| 記述課題 1 |
抽出テキストによれば、正弦波エンコーダ部とノイズエンコーダ部とを有する結合エンコーダの場合には、どのパラメータが含まれるか。

| 抽出テキスト |
一組のオーディオ信号特性は問題になっているエンコーダの特性を考慮するように設計されていることが好ましい。例えば、正弦波エンコーダ部とノイズエンコーダ部とを有する結合エンコーダの場合、調性とうるささのパラメータが含まれる。これにより、ビットレートを分配するタスクが簡単になり、調性パラメータとうるささパラメータから容易に決定される。例えば、非常に簡単な決定基準では、調性パラメータが所定値より大きい場合に正弦波エンコーダを選択し、それ以外の場合にノイズエンコーダ部を選択する。しかし、言うまでもなく、問題となっているエンコーダに関する事前の知識に基づき、オーディオ信号を記述するパラメータが1だけ、または少ししか無くても、符号化の振る舞いを正確に予測することができる。

| データセットの記録 |
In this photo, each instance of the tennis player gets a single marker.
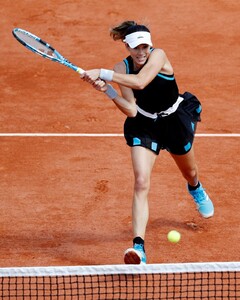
(158, 117)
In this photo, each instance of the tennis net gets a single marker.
(153, 281)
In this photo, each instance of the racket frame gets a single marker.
(59, 58)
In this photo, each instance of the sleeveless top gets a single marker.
(160, 94)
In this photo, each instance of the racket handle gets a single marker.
(80, 71)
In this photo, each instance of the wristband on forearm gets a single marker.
(106, 75)
(111, 92)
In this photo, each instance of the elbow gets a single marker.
(140, 85)
(132, 113)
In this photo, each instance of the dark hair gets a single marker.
(120, 31)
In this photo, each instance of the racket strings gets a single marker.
(37, 44)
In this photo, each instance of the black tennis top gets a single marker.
(160, 94)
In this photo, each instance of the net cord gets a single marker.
(121, 269)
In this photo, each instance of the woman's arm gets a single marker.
(125, 103)
(157, 61)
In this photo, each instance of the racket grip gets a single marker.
(80, 71)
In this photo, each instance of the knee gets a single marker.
(142, 183)
(191, 173)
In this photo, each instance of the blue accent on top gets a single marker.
(165, 76)
(136, 141)
(154, 146)
(188, 146)
(199, 109)
(193, 125)
(127, 65)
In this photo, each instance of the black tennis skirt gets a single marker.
(174, 132)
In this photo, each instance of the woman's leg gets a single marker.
(142, 161)
(187, 165)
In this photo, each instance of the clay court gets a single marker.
(66, 175)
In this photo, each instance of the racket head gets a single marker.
(36, 44)
(39, 46)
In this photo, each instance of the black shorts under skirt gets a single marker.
(175, 132)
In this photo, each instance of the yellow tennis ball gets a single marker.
(174, 236)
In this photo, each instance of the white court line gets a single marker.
(102, 134)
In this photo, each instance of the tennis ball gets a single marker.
(174, 236)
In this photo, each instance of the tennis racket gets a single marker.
(37, 45)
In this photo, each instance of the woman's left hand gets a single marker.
(91, 75)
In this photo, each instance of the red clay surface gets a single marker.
(67, 200)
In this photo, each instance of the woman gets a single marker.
(158, 117)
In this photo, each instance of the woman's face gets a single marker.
(139, 54)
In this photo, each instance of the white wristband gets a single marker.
(111, 92)
(106, 74)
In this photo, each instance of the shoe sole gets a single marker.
(207, 216)
(131, 256)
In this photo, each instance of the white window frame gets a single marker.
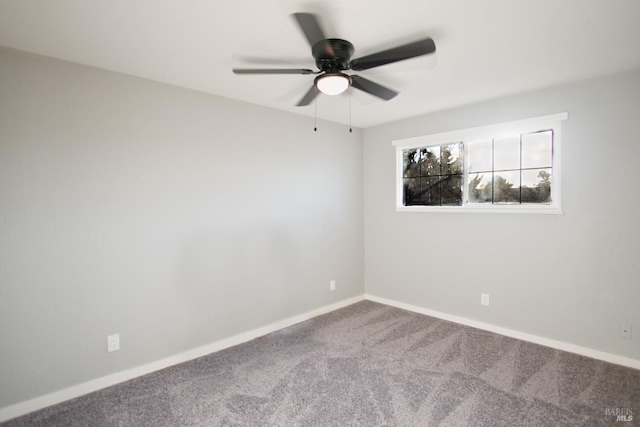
(551, 122)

| 記述課題 2 |
記録のうち、「In this photo, each instance of the tennis ball」を含む行から記録の最後までを、両端の行も含めてそのまま出力すること。画像は出力に入れないこと。

| 完全な解答 1 |
調性とうるささのパラメータが含まれる。

| 完全な解答 2 |
In this photo, each instance of the tennis ball gets a single marker.
(174, 236)
In this photo, each instance of the tennis racket gets a single marker.
(37, 45)
In this photo, each instance of the woman's left hand gets a single marker.
(91, 75)
In this photo, each instance of the red clay surface gets a single marker.
(67, 200)
In this photo, each instance of the woman gets a single marker.
(158, 117)
In this photo, each instance of the woman's face gets a single marker.
(139, 54)
In this photo, each instance of the white wristband gets a single marker.
(111, 92)
(106, 74)
In this photo, each instance of the shoe sole gets a single marker.
(207, 216)
(131, 256)
In this photo, each instance of the white window frame gets a single marker.
(551, 122)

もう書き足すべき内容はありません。